■ PROMPT
Please count the lines in the items below that contain the word "road" and reply with only that number.
-- Start RECORDS TO PROCESS --
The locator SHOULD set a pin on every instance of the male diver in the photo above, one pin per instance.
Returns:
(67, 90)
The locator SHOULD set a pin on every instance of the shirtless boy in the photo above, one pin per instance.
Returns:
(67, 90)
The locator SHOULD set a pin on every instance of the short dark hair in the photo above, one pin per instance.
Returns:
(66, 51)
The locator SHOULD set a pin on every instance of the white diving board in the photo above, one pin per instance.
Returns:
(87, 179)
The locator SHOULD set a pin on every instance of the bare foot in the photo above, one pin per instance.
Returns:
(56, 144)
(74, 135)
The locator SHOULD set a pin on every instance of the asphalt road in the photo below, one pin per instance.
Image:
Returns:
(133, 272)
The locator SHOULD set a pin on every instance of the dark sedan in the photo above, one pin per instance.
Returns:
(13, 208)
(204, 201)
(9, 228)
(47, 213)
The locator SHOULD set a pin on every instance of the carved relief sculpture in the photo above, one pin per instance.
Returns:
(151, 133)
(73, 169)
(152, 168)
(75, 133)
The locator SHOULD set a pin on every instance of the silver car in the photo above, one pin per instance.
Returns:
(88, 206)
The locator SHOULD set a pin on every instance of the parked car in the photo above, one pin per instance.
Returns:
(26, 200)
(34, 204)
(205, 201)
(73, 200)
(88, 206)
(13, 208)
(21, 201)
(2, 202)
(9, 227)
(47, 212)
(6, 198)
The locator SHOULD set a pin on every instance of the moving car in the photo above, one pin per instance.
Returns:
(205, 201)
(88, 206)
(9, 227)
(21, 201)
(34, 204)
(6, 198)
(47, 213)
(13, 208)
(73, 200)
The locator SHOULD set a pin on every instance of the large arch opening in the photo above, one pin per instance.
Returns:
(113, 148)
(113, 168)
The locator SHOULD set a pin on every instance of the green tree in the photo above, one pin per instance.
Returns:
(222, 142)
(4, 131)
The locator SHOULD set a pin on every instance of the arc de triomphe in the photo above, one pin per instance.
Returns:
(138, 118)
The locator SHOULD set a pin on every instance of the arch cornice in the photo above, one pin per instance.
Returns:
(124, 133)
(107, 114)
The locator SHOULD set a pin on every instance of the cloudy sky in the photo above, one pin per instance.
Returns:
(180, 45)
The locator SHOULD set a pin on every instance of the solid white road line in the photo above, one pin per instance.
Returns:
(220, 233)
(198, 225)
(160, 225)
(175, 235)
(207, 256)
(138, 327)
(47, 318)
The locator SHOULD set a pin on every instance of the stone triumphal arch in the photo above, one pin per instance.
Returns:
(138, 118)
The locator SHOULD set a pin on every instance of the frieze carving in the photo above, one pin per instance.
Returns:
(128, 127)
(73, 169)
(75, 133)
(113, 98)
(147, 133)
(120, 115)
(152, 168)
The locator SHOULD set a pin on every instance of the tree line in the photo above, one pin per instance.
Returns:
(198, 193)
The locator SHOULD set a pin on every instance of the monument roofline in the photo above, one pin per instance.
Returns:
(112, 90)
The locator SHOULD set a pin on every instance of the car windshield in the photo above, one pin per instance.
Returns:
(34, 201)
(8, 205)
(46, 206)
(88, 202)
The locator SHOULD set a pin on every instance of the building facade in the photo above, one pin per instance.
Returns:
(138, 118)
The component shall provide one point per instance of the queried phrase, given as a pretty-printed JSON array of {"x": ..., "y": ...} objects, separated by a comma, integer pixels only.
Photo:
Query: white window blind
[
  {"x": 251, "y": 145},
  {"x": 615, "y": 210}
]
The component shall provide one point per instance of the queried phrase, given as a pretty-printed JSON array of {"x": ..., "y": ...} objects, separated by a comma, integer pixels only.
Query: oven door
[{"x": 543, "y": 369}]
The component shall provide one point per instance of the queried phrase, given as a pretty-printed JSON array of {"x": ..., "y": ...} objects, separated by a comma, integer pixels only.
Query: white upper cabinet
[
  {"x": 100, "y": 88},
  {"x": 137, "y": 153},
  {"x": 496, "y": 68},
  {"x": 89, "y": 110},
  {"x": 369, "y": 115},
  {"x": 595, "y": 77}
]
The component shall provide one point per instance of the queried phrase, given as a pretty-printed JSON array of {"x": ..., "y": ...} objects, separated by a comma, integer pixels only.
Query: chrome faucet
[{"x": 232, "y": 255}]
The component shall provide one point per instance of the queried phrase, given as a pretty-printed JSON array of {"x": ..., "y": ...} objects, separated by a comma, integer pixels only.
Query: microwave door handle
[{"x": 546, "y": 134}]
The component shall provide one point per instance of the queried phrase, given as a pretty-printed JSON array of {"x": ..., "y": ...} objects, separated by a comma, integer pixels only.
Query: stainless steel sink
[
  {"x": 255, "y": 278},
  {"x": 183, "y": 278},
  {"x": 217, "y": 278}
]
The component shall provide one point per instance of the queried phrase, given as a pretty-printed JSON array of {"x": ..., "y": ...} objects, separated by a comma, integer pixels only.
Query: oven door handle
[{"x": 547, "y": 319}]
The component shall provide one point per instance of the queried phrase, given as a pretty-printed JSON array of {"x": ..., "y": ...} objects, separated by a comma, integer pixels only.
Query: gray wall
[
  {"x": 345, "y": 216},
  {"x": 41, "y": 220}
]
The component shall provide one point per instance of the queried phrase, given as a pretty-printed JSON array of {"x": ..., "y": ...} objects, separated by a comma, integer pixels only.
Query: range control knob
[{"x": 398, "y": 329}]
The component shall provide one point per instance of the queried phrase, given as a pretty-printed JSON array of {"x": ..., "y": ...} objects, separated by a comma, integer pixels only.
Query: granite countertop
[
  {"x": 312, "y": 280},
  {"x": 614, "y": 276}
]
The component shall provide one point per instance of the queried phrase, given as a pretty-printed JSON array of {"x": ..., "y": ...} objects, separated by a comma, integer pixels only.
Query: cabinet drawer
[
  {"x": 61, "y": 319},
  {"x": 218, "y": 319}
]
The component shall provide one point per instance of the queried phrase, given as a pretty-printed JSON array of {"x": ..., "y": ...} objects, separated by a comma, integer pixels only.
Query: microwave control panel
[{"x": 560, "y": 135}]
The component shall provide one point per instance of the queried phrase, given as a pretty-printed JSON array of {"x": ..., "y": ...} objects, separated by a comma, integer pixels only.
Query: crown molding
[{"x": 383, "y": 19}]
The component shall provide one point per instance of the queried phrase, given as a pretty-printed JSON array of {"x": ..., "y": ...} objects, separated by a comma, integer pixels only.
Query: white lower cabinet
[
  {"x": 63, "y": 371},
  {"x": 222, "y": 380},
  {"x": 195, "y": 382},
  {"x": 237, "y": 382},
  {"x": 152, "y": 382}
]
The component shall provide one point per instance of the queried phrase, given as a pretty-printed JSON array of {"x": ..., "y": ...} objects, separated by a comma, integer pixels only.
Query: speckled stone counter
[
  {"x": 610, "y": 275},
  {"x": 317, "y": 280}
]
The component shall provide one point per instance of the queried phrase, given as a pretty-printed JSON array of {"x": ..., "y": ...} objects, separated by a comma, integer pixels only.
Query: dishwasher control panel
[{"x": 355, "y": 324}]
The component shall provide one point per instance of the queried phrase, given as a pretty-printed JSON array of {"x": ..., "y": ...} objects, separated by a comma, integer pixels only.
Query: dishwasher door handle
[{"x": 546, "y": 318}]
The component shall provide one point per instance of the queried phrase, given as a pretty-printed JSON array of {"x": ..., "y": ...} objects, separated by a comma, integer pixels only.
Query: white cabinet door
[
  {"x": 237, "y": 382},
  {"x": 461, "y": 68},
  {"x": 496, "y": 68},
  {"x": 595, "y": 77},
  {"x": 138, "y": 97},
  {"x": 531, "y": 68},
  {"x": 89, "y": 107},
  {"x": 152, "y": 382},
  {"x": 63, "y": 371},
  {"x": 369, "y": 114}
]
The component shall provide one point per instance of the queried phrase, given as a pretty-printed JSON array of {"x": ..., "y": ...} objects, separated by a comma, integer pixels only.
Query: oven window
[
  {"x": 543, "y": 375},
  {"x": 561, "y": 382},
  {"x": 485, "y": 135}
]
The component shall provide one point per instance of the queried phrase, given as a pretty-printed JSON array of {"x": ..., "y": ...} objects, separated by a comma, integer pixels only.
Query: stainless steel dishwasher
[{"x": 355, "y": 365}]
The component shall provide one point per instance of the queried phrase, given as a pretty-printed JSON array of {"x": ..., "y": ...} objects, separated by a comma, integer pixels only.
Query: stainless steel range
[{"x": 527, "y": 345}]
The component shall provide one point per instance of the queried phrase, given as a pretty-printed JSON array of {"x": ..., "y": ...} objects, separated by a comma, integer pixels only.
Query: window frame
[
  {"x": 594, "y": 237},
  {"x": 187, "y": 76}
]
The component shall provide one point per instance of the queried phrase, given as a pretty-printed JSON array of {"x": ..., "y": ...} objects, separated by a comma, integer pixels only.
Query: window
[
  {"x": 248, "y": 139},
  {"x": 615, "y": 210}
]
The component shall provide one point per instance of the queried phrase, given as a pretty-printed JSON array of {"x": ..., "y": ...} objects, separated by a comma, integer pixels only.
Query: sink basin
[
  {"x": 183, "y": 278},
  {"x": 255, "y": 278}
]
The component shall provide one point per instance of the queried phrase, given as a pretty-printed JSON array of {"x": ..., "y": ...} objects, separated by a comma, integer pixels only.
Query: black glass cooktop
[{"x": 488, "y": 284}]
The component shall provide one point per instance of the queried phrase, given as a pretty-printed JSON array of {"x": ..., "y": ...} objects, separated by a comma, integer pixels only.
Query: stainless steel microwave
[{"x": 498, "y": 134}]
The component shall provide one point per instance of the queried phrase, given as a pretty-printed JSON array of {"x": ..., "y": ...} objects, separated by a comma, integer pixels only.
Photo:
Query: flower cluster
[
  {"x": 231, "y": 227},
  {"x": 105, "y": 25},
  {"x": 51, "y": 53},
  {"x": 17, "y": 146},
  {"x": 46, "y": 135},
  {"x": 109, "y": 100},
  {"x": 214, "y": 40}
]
-- End RECORDS TO PROCESS --
■ RESULT BELOW
2